Depois dessas duas novels, digamos assim, tenho de dar um tempo antes de pegar a terceira. Acabo pegando, não resisto a Juremir. É o autor de A miséria do cotidiano, A noite dos cabarés, especialmente Visões de uma certa Europa, em que reúne entrevistas com vinte pensadores mundiais, dialogando com eles, perguntando certo por lhes conhecer a obra, em suma uma inteligência fecunda e múltipla. Essas tentativas de ficção eventualmente a comprovam, com pontos de vistas e frases penetrantes, como algumas das citadas, indo fundo e com arte. Pode-se concluir que no autor o ficcionista segue um caso, ou seja, um talento que não se achou. Mas sem dúvida um caso excepcional.

══════

**Tarefa proposta:**
Cite na íntegra o trecho da página sobre a obra de Juremir, sem mudar nada.

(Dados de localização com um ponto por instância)
══════

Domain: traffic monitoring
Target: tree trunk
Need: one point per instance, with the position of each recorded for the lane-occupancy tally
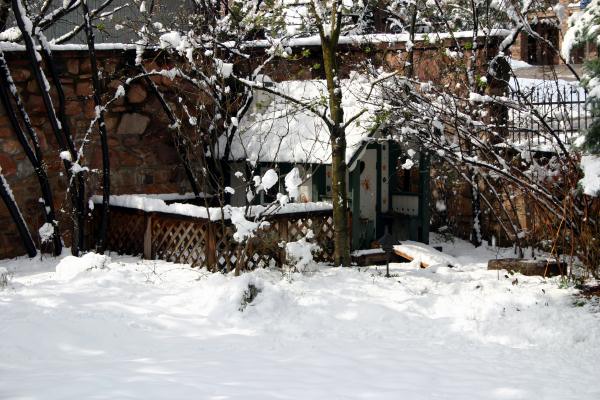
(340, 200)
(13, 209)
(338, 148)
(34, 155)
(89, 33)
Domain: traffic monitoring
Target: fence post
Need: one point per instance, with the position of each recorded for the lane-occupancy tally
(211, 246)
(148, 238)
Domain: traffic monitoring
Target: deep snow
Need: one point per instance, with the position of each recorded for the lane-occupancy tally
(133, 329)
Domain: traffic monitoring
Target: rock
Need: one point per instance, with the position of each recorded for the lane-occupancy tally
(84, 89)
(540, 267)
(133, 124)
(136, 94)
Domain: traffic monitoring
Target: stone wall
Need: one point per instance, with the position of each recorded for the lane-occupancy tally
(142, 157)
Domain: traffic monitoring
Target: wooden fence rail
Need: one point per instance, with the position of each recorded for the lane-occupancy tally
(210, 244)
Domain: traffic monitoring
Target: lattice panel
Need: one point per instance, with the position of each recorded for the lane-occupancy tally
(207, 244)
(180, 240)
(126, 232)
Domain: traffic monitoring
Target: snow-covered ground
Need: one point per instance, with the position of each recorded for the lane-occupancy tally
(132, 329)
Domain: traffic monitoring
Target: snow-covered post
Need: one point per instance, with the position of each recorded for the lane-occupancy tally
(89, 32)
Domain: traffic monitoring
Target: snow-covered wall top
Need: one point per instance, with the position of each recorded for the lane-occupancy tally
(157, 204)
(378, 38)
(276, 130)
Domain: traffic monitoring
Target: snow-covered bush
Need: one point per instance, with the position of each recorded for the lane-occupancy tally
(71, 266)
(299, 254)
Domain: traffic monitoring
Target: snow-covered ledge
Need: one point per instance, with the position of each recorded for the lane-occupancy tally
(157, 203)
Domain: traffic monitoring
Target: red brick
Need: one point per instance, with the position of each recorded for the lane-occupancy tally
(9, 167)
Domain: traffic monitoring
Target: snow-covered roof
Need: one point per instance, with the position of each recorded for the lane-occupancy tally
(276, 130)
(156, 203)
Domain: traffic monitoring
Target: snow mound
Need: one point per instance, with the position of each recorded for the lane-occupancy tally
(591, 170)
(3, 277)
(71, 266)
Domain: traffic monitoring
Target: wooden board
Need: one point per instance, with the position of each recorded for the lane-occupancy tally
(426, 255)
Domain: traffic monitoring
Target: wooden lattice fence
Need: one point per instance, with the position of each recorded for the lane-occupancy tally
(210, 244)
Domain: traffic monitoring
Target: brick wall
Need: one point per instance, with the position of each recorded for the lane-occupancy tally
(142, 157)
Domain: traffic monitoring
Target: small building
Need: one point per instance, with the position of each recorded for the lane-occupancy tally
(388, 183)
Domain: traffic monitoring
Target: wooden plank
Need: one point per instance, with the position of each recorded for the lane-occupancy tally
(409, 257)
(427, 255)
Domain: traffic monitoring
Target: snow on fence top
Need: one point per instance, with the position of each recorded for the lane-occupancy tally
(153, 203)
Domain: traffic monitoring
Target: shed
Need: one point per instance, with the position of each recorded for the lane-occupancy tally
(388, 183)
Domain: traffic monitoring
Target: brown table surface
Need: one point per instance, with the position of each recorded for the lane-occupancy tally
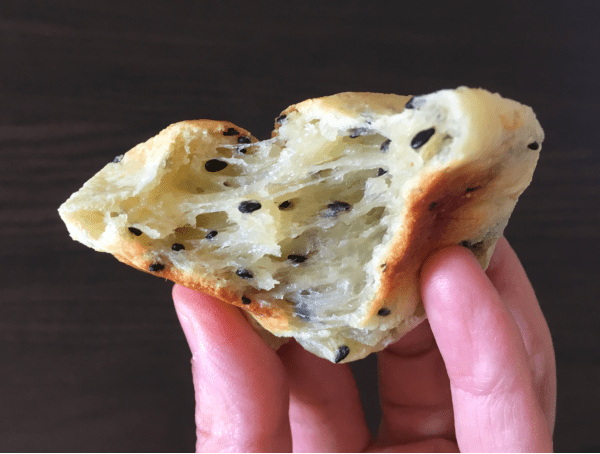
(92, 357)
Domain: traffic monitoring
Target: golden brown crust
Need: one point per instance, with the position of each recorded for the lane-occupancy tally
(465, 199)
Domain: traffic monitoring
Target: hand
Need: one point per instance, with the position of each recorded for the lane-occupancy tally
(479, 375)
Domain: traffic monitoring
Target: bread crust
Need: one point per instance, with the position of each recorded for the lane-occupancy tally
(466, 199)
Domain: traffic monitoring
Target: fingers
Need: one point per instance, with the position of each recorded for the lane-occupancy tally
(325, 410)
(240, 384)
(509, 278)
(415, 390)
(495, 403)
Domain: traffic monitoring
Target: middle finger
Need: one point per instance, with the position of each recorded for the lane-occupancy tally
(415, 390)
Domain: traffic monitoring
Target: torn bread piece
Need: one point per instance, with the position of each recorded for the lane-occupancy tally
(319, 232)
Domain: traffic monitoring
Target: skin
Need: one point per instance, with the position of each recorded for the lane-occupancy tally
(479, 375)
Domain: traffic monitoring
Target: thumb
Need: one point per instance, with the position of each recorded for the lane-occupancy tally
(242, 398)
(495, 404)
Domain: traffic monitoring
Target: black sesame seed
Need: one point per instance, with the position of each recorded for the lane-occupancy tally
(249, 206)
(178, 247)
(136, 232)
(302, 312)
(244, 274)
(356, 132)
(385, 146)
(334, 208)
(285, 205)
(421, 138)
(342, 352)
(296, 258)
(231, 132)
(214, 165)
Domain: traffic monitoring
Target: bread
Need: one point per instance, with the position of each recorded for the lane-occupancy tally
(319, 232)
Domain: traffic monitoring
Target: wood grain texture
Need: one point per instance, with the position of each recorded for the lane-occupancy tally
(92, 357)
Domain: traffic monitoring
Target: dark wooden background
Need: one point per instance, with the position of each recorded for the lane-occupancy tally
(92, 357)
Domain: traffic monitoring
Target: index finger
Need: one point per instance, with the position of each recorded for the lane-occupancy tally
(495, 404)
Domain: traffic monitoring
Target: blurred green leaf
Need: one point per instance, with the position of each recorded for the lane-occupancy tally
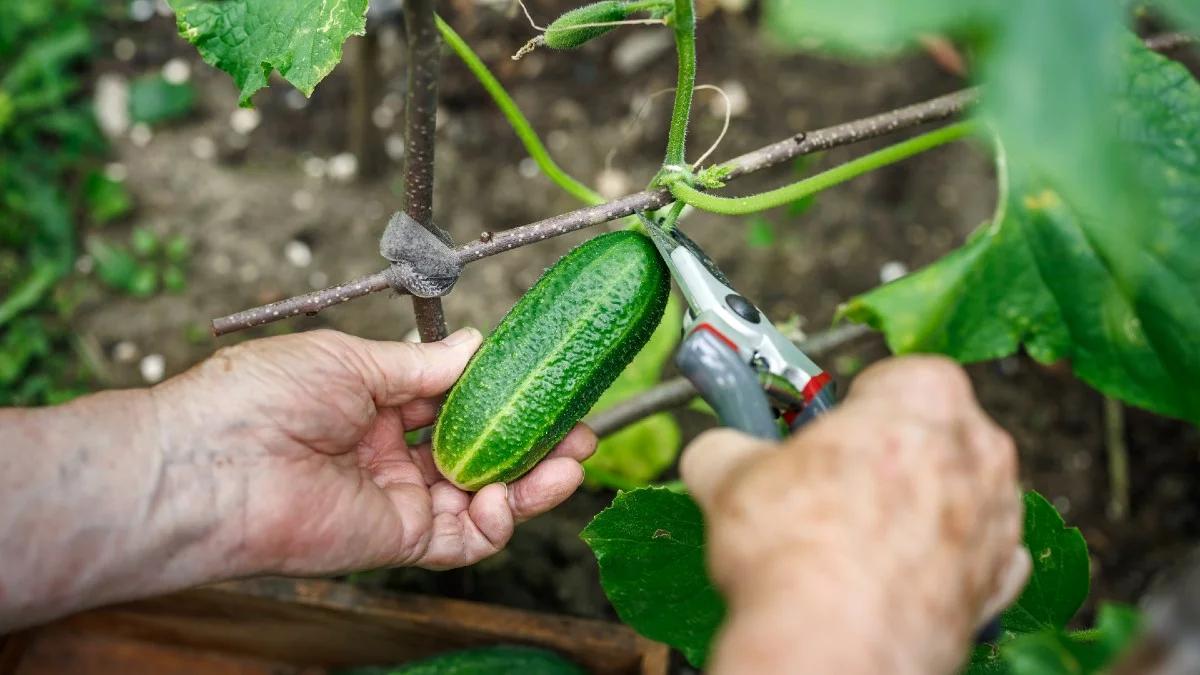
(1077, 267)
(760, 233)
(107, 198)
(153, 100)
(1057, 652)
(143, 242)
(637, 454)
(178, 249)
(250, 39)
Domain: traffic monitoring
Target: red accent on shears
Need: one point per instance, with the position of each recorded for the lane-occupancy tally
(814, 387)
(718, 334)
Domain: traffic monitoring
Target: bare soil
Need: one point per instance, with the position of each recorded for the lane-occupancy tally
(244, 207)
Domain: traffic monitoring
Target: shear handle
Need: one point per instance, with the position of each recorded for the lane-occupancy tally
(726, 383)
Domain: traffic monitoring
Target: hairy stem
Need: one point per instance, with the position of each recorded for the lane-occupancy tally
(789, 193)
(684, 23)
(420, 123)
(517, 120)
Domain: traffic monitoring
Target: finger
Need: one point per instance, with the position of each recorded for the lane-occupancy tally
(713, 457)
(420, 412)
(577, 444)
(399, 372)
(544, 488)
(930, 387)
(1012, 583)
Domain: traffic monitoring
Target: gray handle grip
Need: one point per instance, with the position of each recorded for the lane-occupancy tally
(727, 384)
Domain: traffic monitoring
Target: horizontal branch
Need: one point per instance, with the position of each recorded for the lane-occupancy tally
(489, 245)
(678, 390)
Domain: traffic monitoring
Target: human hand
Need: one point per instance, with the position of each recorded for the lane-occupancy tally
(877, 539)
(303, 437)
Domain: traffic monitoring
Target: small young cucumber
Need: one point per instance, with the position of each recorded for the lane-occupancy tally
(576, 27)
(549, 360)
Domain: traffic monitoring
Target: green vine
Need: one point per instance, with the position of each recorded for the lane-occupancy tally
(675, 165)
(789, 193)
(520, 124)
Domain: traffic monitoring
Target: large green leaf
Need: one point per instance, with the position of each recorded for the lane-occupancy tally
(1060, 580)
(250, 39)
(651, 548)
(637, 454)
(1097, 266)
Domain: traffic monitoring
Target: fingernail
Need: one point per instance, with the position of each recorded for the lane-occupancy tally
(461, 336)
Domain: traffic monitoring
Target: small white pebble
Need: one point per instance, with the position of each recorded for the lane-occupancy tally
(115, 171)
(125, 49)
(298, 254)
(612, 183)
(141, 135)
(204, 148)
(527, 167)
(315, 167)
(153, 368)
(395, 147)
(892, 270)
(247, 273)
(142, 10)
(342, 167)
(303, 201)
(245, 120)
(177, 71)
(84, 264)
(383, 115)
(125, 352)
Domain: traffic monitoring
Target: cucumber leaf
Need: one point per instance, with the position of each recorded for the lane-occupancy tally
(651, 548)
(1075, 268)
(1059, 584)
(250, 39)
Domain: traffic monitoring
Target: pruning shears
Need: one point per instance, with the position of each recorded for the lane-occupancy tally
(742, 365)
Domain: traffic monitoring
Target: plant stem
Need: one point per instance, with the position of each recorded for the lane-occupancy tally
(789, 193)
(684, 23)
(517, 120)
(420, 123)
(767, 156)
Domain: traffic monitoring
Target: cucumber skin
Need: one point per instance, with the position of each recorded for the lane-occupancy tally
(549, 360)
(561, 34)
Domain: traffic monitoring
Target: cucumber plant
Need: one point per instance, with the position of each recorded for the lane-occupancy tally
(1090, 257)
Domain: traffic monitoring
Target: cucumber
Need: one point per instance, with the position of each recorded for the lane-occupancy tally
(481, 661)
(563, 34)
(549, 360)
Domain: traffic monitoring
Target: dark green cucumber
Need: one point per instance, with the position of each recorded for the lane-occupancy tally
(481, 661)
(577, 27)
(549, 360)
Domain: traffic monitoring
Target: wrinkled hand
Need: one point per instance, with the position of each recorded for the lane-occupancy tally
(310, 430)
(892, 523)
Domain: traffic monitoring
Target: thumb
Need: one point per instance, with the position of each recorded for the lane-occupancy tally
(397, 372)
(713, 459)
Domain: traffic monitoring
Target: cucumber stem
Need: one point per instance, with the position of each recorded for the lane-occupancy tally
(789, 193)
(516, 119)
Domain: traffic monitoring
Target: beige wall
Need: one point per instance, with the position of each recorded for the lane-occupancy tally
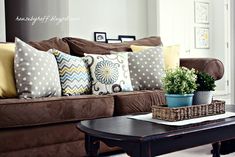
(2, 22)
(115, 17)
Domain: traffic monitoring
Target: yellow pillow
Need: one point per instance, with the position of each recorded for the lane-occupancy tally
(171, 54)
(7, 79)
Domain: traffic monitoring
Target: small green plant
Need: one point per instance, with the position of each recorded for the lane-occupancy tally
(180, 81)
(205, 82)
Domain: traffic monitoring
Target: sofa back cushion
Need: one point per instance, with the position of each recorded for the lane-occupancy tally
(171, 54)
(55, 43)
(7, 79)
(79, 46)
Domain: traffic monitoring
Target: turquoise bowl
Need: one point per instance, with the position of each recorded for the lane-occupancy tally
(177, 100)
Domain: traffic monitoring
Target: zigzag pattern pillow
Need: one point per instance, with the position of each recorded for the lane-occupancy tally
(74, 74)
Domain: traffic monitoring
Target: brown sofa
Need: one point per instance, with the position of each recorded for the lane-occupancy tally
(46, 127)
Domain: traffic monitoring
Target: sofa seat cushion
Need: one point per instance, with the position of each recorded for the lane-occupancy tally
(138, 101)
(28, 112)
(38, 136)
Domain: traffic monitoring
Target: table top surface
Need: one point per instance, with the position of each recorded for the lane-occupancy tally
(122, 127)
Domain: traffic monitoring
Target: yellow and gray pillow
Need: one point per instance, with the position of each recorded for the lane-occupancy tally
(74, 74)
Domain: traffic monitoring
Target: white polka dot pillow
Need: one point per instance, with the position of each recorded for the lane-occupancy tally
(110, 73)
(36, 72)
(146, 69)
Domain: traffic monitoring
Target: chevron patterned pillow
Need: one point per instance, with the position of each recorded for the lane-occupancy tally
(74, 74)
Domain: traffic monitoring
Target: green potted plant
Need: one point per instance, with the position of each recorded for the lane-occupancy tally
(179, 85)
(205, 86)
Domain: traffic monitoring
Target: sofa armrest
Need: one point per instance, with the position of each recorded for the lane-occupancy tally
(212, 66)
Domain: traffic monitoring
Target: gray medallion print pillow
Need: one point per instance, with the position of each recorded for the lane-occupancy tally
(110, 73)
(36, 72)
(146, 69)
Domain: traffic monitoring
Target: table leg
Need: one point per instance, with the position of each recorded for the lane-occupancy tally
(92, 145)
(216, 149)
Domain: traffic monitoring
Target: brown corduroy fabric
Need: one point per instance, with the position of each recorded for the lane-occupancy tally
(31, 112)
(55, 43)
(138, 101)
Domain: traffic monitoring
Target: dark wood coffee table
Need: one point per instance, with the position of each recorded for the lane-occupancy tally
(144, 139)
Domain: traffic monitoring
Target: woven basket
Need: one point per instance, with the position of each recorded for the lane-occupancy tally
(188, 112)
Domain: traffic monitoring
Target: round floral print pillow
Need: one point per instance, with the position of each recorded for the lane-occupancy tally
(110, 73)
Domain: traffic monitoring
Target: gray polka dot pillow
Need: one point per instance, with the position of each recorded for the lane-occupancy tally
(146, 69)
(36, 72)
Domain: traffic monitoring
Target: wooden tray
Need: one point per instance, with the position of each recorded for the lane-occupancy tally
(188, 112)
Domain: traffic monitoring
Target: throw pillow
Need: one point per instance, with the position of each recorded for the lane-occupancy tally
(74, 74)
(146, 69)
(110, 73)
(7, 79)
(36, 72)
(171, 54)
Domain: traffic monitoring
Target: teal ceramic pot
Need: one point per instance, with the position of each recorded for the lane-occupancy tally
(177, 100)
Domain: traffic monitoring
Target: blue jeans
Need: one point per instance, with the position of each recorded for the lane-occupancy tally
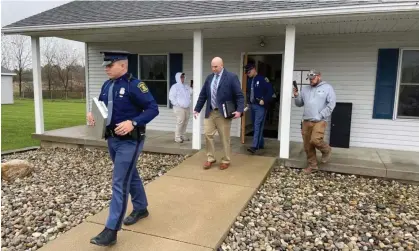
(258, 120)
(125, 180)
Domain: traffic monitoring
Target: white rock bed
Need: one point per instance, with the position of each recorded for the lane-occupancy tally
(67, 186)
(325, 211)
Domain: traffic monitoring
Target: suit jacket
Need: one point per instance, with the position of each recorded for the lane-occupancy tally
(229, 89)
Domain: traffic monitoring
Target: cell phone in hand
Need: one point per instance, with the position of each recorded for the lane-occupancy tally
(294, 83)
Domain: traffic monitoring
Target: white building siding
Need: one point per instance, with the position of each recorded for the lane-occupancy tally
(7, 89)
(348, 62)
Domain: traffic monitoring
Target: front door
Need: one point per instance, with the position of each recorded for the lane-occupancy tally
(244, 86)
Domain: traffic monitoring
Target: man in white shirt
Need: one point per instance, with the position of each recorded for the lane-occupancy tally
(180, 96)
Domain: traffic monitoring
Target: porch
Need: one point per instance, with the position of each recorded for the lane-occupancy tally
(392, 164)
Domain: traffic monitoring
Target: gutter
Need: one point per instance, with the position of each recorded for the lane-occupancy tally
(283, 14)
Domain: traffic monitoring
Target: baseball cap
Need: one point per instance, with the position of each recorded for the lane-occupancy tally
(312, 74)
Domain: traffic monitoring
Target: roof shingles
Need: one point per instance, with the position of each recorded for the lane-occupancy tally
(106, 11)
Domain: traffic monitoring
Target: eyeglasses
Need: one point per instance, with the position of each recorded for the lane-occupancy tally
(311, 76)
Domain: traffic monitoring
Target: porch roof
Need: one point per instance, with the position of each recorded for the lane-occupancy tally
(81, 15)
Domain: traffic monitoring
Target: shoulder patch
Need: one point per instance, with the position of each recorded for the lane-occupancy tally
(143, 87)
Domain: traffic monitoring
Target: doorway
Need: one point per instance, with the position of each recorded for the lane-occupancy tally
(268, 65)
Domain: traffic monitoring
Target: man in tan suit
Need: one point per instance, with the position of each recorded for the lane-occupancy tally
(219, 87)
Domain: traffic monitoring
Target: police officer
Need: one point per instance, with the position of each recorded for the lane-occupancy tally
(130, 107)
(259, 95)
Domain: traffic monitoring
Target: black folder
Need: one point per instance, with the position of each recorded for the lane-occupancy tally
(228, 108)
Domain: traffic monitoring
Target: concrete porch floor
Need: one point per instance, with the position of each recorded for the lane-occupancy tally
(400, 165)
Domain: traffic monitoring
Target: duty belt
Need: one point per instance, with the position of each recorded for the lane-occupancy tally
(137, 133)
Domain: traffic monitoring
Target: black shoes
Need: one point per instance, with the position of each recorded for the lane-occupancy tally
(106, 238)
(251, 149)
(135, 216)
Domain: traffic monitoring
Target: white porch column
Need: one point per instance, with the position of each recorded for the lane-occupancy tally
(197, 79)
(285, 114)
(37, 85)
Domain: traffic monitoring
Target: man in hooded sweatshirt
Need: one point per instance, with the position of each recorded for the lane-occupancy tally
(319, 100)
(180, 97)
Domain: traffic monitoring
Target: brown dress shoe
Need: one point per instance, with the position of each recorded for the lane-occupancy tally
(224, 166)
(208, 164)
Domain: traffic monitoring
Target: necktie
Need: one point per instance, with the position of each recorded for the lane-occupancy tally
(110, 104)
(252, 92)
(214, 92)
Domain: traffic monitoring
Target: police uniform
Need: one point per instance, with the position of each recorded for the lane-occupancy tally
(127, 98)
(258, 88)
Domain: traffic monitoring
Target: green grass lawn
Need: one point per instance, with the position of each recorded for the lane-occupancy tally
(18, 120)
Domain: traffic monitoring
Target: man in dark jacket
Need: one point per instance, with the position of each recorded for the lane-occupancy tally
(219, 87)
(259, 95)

══════

**Resolução do problema:**
Depois dessas duas novels, digamos assim, tenho de dar um tempo antes de pegar a terceira. Acabo pegando, não resisto a Juremir. É o autor de A miséria do cotidiano, A noite dos cabarés, especialmente Visões de uma certa Europa, em que reúne entrevistas com vinte pensadores mundiais, dialogando com eles, perguntando certo por lhes conhecer a obra, em suma uma inteligência fecunda e múltipla. Essas tentativas de ficção eventualmente a comprovam, com pontos de vistas e frases penetrantes, como algumas das citadas, indo fundo e com arte. Pode-se concluir que no autor o ficcionista segue um caso, ou seja, um talento que não se achou. Mas sem dúvida um caso excepcional.